# Page excerpt
"""
There was finally some loan growth (+6.4% qoq), funding mix remained healthy at
44% CASA, asset quality improved steadily and net interest margins remained flat.
It was a quarter for consolidation, not acceleration, and while most of the operating
fundamentals showed improvements – they were more solid than spectacular.

 Fundamental business and mix improvements are sustained... — ICBK’s
business mix has stabilized and de-risked – a) Loans are more domestic, secured
(though international still remains relatively high); b) Funding improvement has
been sustained, augurs well for a more challenging rate environment ahead; c)
Asset quality improvements appear sustainable, near-term pressures likely low; d)
Fee income growth has picked up, now in-line with asset growth, and e) Operating
expenses are well controlled (though some pressure likely as inflation catches up).
 ...But still a lot to be done to push up the returns — We believe it is now time
to improve on its return profile, but there are challenges ahead: a) Sticky margins –
NIM improvements largely elusive, despite its historically high CASA suggesting
meaningful improvements; b) High reliance on wholesale funding – 40% of
deposits (plus equally large other borrowings), increases interest rate exposure; c)
"""
# Supplied records
"""
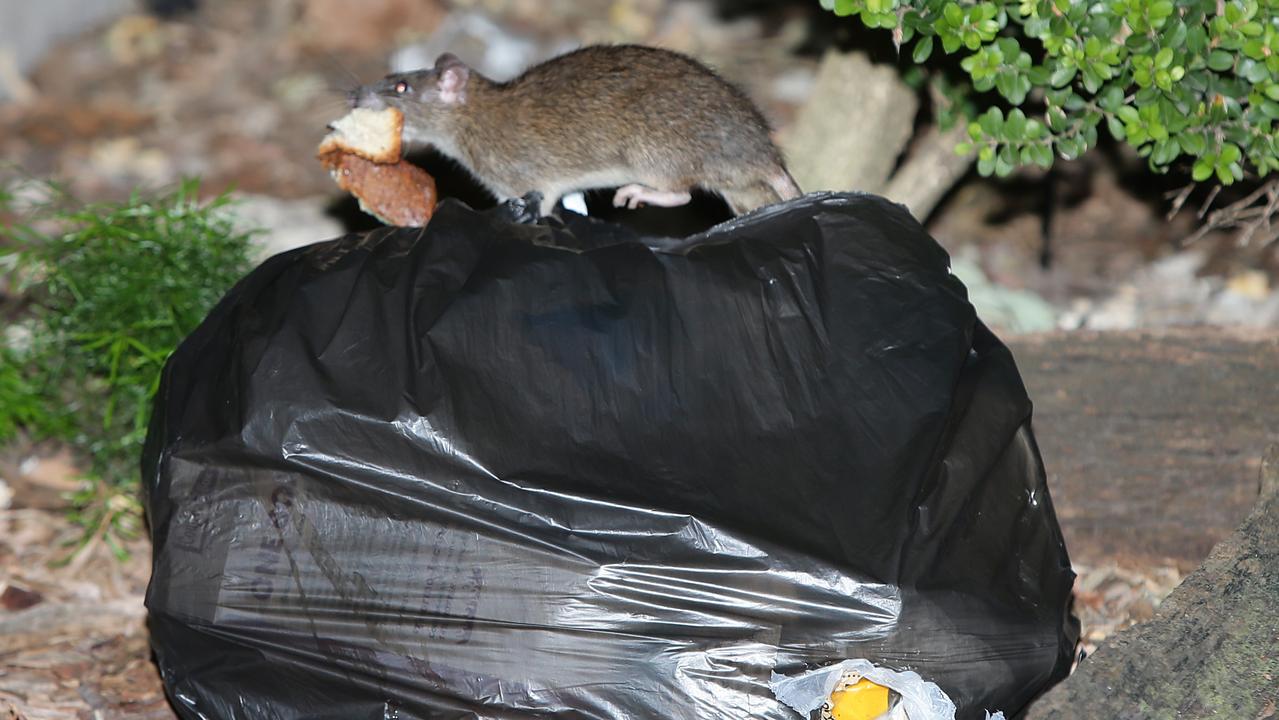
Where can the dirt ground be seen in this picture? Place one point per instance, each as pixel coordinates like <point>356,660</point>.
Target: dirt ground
<point>239,95</point>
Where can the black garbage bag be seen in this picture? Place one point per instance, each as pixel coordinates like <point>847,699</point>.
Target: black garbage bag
<point>513,468</point>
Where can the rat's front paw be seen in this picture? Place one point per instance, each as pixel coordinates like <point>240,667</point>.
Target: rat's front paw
<point>635,195</point>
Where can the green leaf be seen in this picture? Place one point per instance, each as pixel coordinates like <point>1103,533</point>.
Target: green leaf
<point>922,49</point>
<point>1220,60</point>
<point>1014,128</point>
<point>1202,170</point>
<point>1062,76</point>
<point>1115,128</point>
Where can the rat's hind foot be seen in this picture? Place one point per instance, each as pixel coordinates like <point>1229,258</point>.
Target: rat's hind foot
<point>631,196</point>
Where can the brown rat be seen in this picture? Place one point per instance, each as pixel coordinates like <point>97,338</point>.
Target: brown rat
<point>654,122</point>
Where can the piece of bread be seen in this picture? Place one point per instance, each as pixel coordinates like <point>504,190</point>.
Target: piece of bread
<point>372,134</point>
<point>363,156</point>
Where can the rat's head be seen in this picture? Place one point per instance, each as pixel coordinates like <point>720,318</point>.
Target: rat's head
<point>430,99</point>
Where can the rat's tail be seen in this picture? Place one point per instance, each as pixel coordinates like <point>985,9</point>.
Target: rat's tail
<point>779,186</point>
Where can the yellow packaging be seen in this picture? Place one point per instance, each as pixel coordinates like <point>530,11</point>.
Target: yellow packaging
<point>860,701</point>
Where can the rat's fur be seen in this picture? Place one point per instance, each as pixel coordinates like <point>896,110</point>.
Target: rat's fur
<point>597,117</point>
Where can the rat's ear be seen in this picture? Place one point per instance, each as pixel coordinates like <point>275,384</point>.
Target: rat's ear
<point>453,78</point>
<point>447,60</point>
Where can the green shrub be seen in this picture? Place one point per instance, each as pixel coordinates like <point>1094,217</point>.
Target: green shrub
<point>111,293</point>
<point>1173,78</point>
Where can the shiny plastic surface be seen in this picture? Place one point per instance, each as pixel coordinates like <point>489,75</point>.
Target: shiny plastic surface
<point>503,468</point>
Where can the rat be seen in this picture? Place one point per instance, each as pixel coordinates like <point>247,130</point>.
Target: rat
<point>649,122</point>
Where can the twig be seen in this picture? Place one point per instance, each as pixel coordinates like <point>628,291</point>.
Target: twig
<point>1179,198</point>
<point>1208,202</point>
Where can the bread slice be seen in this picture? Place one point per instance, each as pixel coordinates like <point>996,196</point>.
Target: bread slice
<point>372,134</point>
<point>363,156</point>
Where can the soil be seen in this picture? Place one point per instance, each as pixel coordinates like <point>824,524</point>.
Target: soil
<point>1151,441</point>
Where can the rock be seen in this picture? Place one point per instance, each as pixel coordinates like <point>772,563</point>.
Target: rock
<point>283,224</point>
<point>478,41</point>
<point>853,128</point>
<point>1005,310</point>
<point>31,28</point>
<point>342,26</point>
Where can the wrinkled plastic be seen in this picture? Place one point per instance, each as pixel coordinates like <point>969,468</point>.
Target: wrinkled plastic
<point>920,700</point>
<point>512,468</point>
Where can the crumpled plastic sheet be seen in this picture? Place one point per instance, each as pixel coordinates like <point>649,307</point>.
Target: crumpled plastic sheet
<point>505,467</point>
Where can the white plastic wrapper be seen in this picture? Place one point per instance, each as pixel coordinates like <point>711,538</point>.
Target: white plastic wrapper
<point>921,700</point>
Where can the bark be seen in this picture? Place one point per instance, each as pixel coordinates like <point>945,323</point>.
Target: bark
<point>1211,650</point>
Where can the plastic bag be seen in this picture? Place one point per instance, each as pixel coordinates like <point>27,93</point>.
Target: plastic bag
<point>513,468</point>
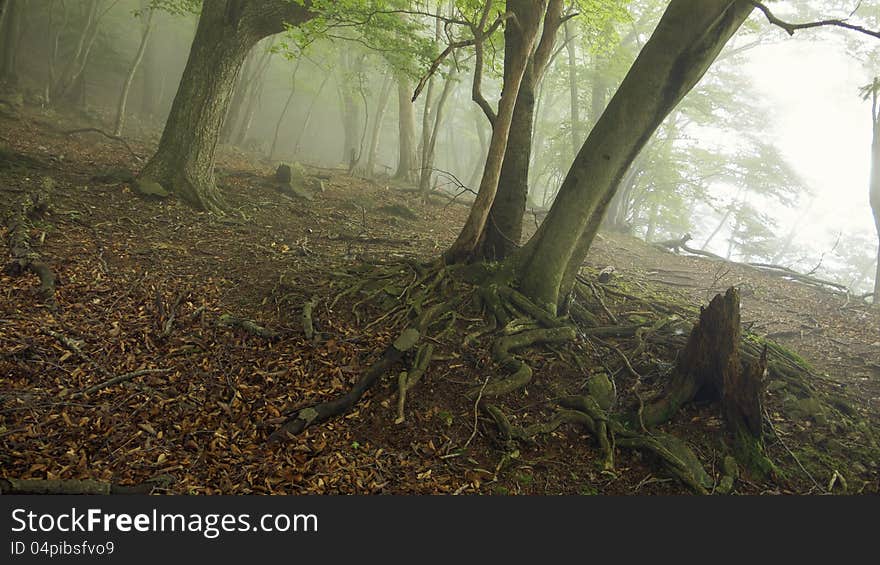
"""
# To be done
(A) What CASA share of its funding mix does the ICBK quarterly review report?
(B) Continue the ICBK quarterly review from the point where it stops.

# Answers for the tasks
(A) 44% CASA.

(B)
NPLs still quite high – while improving, are well above industry at 4.9%, coverage
levels at 72% leave little cushion for comfort. We expect higher growth, leverage to
improve returns, but likely gradual (estimate 11-13% ROEs) rather than rapid.
 Maintain Hold with revised Rs1,225 target price — We revise our EVA based
target to Rs1,225 (on slightly higher longer-term cost ratios), which is
benchmarked off a sum of parts valuation of Rs1,217 per share, including Rs183
for its non-banking subsidiaries and Rs1033 for the bank at 2.25x FY12E P/BV
(2.5x for domestic, 1.5x international). While ICBK’s business has certainly derisked, its valuations will likely be capped until returns move up meaningfully.


ICICI Bank
Valuation
Our target price of Rs1,225 is based on our EVA, which we use as our primary
methodology for the Indian banking universe because we believe it better
captures the long-term value of a business. Our EVA value is based on: a)
Long-term Cost-Income ratio of 36%; b) Long-term loan loss estimates of
110bps; c) Rs183 as estimated value of subsidiaries (FY12E); and d) Risk Free
Rate of 8%.
We also benchmark our valuation based on a Sum-of-the-Parts analysis. This
equates to Rs1,217 per share. We value ICICI Bank's domestic banking
business on 2.5x 1yr Fwd PBV (FY12E) and international business at 1.5x,
translating into an overall PBV target multiple of 2.25x 1yr Fwd. Our target
multiple is based on stable asset quality, sustained improvements in deposit
franchise and a loan growth revival. The 2.25x PBV multiple is at the lower end
of our target for comparable private banks (2.75x- 3.5x) given ICBK's still lower
return profile. The rest of the value is driven by its subsidiaries: life insurance at
Rs108, general insurance at Rs25, AMC at Rs19, ICICI Securities at Rs18,
primary dealer at Rs3, and venture fund at Rs10. The subsidiaries are valued
based on industry benchmarks.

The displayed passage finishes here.